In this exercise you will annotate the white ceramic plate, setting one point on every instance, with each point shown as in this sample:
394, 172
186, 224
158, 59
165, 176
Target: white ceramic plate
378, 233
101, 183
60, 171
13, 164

****************

> WHAT THE EXERCISE ASKS: Reproduce the data exactly. All of it is needed.

> RESPONSE FOR THIS EXERCISE:
In this exercise you will annotate the white ceramic plate, setting one point on every instance, with each point shown as in this sample:
394, 172
186, 224
158, 59
165, 176
Target: white ceramic plate
378, 233
101, 183
60, 171
13, 164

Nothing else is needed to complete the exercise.